CHECK YOUR UNDERSTANDING:
• a. Reproduce the part of the Sónar Lisboa passage from "Taking place for" up to and including "by the studio.".
• b. According to the Sónar Lisboa passage, Sónar Lisboa aimed to be a meeting point for what things? List each one.

** PASSAGE TO READ follows **

‘Háita’ and ‘Nati Infiniti’ at Sonar+ Festival Lisboa

‘Háita’ and ‘Nati Infiniti’ at Sonar+ Festival Lisboa

Taking place for the first time in the Portuguese capital, Sónar Lisboa aimed to be a meeting point for innovative music, creativity and cutting-edge technology, bringing together an open minded national and international audience. Over the three days in April, Sónar Lisboa occupied emblematic venues of the city, with day and night events, focused on the latest trends in dance and electronic music, visual arts and digital culture, presenting established artists and exciting newcomers, in a very unique way.

Satore Studio’s installation Háita was unveiled at Sonar+ this weekend. The piece was born from the exercise of imagining how a dancer’s choreography could be explored inside out, through cutting-edge scientific and creative technology developed by the studio.

Visuals were made using CGI created within an Engine using Mocap and Volumetric Capture.

** End of PASSAGE TO READ **
** RECORDED DATA follows **

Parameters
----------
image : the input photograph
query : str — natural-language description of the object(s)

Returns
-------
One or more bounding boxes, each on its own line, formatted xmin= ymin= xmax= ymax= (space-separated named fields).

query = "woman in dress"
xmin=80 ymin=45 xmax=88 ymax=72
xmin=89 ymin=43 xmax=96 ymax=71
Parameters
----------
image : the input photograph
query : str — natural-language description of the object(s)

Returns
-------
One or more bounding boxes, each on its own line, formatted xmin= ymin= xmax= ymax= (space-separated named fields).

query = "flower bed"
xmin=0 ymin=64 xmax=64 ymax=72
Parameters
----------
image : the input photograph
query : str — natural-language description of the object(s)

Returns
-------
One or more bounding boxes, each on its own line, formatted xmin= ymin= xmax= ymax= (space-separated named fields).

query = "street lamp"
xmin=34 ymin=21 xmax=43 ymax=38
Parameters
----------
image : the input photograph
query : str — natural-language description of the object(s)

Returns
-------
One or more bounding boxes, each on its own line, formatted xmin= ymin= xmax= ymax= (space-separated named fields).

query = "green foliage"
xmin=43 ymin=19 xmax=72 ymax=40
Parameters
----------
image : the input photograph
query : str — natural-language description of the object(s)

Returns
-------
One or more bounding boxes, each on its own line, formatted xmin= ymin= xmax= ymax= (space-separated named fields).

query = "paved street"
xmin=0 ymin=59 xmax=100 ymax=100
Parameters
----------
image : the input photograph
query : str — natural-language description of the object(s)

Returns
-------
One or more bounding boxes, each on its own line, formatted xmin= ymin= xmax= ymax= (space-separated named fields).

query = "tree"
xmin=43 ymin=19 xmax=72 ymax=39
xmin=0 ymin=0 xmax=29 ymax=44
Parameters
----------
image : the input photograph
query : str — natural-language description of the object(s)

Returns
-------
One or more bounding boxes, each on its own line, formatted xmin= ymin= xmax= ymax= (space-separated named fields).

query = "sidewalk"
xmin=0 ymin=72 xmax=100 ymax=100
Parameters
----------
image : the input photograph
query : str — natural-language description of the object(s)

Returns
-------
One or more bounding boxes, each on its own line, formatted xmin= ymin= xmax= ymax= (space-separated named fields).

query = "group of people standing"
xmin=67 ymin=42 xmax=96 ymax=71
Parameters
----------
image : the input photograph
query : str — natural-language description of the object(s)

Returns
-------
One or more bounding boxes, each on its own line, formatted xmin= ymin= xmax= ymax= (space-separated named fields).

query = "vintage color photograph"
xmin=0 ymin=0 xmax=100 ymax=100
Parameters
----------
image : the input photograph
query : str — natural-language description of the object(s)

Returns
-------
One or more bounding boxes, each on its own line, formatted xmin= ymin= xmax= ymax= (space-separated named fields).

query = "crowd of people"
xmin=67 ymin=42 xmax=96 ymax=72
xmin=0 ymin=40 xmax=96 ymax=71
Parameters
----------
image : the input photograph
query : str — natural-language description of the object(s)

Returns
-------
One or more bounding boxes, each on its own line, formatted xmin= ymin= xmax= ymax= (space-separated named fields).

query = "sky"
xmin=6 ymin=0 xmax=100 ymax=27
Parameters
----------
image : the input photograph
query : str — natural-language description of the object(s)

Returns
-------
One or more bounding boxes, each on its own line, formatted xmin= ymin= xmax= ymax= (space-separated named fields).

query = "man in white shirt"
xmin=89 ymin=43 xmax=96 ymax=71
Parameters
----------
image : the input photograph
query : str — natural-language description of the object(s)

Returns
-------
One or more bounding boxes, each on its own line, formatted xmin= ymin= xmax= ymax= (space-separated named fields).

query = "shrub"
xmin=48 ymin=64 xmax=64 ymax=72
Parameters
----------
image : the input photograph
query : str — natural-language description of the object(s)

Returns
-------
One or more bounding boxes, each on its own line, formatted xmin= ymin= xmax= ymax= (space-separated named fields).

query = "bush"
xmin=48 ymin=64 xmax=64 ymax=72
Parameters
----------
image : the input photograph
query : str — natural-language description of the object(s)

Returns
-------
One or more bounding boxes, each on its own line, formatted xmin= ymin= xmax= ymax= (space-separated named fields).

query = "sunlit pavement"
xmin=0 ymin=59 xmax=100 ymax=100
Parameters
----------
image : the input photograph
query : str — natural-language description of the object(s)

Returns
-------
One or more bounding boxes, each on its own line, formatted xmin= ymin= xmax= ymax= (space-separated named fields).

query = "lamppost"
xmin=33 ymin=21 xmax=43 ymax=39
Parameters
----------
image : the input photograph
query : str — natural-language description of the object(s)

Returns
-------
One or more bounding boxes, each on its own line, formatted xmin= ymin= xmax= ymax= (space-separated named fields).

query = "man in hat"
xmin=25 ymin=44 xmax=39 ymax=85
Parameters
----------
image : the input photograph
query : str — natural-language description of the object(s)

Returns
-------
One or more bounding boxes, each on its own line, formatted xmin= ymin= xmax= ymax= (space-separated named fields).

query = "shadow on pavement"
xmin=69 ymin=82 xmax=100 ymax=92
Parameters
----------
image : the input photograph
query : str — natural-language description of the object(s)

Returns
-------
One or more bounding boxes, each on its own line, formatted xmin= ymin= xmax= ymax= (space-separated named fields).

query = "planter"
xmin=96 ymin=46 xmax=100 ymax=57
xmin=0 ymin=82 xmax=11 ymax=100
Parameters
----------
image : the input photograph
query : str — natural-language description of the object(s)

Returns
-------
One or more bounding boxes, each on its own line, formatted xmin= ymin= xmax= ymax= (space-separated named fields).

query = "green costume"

** End of RECORDED DATA **

ANSWERS FOR THE EXERCISE:
• a.
Taking place for the first time in the Portuguese capital, Sónar Lisboa aimed to be a meeting point for innovative music, creativity and cutting-edge technology, bringing together an open minded national and international audience. Over the three days in April, Sónar Lisboa occupied emblematic venues of the city, with day and night events, focused on the latest trends in dance and electronic music, visual arts and digital culture, presenting established artists and exciting newcomers, in a very unique way.

Satore Studio’s installation Háita was unveiled at Sonar+ this weekend. The piece was born from the exercise of imagining how a dancer’s choreography could be explored inside out, through cutting-edge scientific and creative technology developed by the studio.

• b.
- innovative music
- creativity
- cutting-edge technology